• WHAT TO DO
Copy every line of the data in which the word "statue" occurs.

• RECORDS FOR THE EXERCISE
· · · · ·

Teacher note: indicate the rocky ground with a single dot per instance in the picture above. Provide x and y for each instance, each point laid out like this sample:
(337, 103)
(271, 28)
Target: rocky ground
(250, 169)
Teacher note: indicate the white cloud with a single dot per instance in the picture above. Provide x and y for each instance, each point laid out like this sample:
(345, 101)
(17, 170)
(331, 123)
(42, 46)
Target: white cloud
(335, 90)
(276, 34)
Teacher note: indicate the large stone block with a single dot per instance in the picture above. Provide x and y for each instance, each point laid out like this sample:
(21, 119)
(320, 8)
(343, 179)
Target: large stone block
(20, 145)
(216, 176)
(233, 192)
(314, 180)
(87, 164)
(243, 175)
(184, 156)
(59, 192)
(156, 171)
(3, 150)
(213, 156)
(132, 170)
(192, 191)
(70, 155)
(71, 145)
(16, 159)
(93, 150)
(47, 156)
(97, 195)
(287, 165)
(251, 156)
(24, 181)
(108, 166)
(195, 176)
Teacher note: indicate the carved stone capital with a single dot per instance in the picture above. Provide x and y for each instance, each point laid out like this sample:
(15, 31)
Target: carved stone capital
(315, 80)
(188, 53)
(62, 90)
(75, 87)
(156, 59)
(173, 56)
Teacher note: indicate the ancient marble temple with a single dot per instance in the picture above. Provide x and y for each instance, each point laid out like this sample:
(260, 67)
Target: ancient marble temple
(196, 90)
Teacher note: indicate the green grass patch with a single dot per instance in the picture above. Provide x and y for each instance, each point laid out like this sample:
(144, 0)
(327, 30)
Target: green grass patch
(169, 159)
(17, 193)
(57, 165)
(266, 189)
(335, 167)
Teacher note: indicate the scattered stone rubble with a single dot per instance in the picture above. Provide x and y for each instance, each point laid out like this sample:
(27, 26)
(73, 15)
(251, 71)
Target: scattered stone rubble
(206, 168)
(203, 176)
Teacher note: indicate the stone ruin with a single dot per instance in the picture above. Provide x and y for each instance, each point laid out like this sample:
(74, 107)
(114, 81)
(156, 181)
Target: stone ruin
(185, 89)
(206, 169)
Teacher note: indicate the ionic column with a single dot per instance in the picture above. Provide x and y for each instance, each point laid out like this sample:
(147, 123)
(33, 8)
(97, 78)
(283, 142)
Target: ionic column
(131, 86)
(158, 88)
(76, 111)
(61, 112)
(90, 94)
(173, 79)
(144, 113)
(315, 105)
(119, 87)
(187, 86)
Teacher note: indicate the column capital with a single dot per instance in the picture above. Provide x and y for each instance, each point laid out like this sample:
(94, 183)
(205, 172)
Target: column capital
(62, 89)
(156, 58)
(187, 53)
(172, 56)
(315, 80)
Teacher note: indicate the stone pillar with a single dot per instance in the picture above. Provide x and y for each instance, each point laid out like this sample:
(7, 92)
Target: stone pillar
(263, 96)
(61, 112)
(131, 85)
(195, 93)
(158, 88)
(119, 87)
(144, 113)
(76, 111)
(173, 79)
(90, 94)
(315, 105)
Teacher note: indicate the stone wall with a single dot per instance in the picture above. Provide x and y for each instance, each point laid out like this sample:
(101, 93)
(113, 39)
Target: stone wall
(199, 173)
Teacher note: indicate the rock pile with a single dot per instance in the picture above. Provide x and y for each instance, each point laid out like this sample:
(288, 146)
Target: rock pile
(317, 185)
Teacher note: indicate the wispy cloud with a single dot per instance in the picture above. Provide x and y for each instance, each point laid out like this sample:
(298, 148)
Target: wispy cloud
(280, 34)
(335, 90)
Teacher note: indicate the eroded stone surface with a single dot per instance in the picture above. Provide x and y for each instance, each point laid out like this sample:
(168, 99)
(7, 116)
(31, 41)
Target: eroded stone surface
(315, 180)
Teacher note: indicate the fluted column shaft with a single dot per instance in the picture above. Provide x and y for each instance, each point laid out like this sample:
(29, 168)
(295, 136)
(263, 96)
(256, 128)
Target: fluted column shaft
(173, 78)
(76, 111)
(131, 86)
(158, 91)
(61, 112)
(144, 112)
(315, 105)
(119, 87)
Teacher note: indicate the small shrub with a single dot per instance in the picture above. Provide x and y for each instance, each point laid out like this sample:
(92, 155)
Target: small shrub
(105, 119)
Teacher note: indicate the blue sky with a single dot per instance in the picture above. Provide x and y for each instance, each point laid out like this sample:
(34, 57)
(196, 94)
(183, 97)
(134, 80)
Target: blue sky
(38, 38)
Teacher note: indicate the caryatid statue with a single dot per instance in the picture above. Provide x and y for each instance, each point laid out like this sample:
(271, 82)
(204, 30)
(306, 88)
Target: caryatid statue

· · · · ·

• RESPONSE FOR THIS EXERCISE
Teacher note: indicate the caryatid statue with a single dot per instance in the picture above. Provide x and y for each instance, each point laid out like this sample:
Target: caryatid statue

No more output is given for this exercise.